— ENUNCIADO DEL EJERCICIO —
En el texto de lectura, ¿qué significa el lema 'Bietan jarrai' que acompaña al hacha y la serpiente?

— TEXTO DE LECTURA —
+ + + + + + +

Unos metros hacia el sur, en paralelo al río, sin salir de la calle donde luce el mural militar, hay otro más pequeño y medio borrado. Es el símbolo de ETA pintado en negro en una pared blanca. Pese a los intentos de ocultarlo con brochazos del color de la pared la huella no se ha ido y ahí sigue, a la vista de todos. Junto al hacha y la serpiente, el lema ‘Bietan jarrai’, ‘Seguir con las dos’. Con las dos vías, se refiere: la del hacha, la fuerza, y la de la serpiente, el sigilo. La militar y la política. «En general, el ciudadano, mientras no le tocara, convivía con bastante naturalidad. Y así es como hemos visto escenas ya olvidadas de atentados o asesinatos en plenas fiestas que no provocaban la interrupción de la vida cotidiana. Es decir, no había una gran conmoción cuando se producía un atentado de estas características, o un asesinato de un convecino nuestro. Eso era indiferencia, era ‘no me ha tocado a mí, no es mi problema, yo no me voy a meter en líos y así no me tocará’ «, resume. Y por eso el reto de Gesto, que sacó a la calle pancartas y lazos, fue tan importante: visibilizar lo que otros no querían ver, dirigir la mirada a donde no se quería mirar. El brochazo que quería borrar la pintada.

+ + + + + + +

— MATERIAL RECOPILADO —

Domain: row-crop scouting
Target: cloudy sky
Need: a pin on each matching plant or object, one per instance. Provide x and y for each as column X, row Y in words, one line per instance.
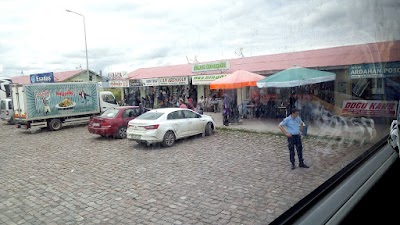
column 124, row 35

+ + + + + + +

— RESPUESTA DEL EJERCICIO —
Significa 'Seguir con las dos', es decir, con las dos vías: la fuerza (el hacha) y el sigilo (la serpiente).